FRAGMENTO DEL TEXTO:
====
Aquel fue su retrato más revelador. A mitad de la escalera, posando junto al cadáver del guerrillero, recreaba la típica postal del cazador con el pie sobre su presa. Una verdadera radiografía de la mente y los instintos de Alberto Kenyo Fujimori.
Había más honor en el cuerpo acribillado del jefe guerrillero que comandó la ocupación y toma de rehenes en la residencia del embajador japonés, durante una fiesta de gala. Por cierto, fue un acto brutal; sin embargo, el comandante Néstor Cerpa Carttolini tenía entre sus razones una que, si bien no lo disculpaba, mostraba un vestigio de nobleza en su violento accionar: quería canjear esos rehenes millonarios que atrapó en la lujosa mansión del coqueto barrio limeño de Miraflores, por la libertad de un puñado de camaradas encarcelados entre los que estaba su esposa.
En cambio, todo era violencia innoble y vil en la imagen del presidente que posaba triunfal junto al cadáver baleado en la escalera. Sabía cómo retratar sus victorias sobre los insurgentes. La postal del cazador junto a su presa retrató el éxito de la “Operación Chavín de Huantar” sobre los comandos del Movimiento Revolucionario Tupac Amaru (MRTA) que habían ocupado la residencia del embajador nipón; mientras que a Abimael Guzmán, alias “presidente Gonzalo”, lo retrató enjaulado y con un traje a rayas de presidiario.
====
Registros del conjunto de datos sobre ubicaciones de objetos:
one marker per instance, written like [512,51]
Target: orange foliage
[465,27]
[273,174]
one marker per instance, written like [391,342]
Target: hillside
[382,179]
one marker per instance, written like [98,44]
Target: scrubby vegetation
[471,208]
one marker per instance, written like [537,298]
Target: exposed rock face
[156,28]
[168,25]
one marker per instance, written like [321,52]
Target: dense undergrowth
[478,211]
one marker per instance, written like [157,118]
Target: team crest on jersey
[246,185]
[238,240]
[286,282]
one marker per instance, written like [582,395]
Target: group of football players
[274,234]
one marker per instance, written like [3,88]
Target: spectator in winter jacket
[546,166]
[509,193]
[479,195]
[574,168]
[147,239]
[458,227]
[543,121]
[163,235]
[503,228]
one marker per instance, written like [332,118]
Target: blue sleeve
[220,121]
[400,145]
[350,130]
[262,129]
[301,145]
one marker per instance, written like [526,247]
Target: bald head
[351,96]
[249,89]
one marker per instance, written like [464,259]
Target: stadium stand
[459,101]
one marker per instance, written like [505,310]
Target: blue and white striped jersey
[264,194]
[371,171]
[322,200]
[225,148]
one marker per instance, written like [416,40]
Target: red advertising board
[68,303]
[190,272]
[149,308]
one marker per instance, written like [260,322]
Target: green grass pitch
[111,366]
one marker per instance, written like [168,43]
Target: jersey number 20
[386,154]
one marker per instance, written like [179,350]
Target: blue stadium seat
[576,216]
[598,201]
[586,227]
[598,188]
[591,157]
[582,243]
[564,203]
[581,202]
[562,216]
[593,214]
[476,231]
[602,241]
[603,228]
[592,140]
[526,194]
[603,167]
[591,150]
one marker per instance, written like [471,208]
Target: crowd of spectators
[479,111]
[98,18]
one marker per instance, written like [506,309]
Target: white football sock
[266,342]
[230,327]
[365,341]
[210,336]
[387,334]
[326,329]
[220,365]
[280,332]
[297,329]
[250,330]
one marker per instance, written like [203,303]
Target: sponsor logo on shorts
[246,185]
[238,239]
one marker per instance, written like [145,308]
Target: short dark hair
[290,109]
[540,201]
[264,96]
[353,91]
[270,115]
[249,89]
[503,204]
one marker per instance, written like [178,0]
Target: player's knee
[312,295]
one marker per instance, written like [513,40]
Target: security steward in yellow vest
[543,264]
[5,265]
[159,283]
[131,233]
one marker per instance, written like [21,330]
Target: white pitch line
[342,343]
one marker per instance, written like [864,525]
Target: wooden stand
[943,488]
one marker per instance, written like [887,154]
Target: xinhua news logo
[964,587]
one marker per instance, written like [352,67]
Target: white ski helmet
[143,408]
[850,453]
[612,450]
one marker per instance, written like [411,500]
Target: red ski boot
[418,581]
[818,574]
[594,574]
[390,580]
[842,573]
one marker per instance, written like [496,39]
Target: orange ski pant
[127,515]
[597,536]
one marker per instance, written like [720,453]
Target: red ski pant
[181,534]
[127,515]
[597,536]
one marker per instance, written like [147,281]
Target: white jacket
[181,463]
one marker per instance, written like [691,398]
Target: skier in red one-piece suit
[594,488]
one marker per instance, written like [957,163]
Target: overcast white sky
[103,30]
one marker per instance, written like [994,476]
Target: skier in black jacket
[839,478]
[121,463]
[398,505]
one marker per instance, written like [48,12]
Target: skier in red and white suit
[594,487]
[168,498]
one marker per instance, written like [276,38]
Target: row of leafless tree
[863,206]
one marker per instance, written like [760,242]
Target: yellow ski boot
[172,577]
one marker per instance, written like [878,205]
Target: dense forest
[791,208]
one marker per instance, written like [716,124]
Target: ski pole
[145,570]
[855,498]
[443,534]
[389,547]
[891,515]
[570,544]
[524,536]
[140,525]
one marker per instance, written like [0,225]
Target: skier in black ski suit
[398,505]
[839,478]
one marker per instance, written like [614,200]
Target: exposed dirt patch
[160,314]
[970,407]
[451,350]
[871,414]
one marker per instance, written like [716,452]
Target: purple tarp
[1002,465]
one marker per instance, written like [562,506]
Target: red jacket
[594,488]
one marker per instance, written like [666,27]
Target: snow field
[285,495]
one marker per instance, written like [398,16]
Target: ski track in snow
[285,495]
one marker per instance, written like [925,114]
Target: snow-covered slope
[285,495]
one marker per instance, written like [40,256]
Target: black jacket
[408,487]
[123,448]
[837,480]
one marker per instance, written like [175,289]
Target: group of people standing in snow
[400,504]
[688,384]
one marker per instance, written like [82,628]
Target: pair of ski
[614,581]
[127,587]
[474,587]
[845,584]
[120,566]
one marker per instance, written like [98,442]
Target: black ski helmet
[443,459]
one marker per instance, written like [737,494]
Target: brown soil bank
====
CONSIGNA A:
Reproduce el pasaje del fragmento sobre Fujimori que empieza en "En cambio, todo" y termina en "rayas de presidiario.".
CONSIGNA B:
Según el fragmento sobre Fujimori, ¿por qué el accionar de Néstor Cerpa Carttolini mostraba un vestigio de nobleza? Explícalo en una a tres oraciones.

RESPUESTA A:
En cambio, todo era violencia innoble y vil en la imagen del presidente que posaba triunfal junto al cadáver baleado en la escalera. Sabía cómo retratar sus victorias sobre los insurgentes. La postal del cazador junto a su presa retrató el éxito de la “Operación Chavín de Huantar” sobre los comandos del Movimiento Revolucionario Tupac Amaru (MRTA) que habían ocupado la residencia del embajador nipón; mientras que a Abimael Guzmán, alias “presidente Gonzalo”, lo retrató enjaulado y con un traje a rayas de presidiario.

RESPUESTA B:
Entre sus razones, Cerpa quería canjear a los rehenes millonarios que atrapó en la residencia del embajador japonés por la libertad de un puñado de camaradas encarcelados, entre los que estaba su esposa. El texto aclara que ese motivo no lo disculpaba del acto brutal.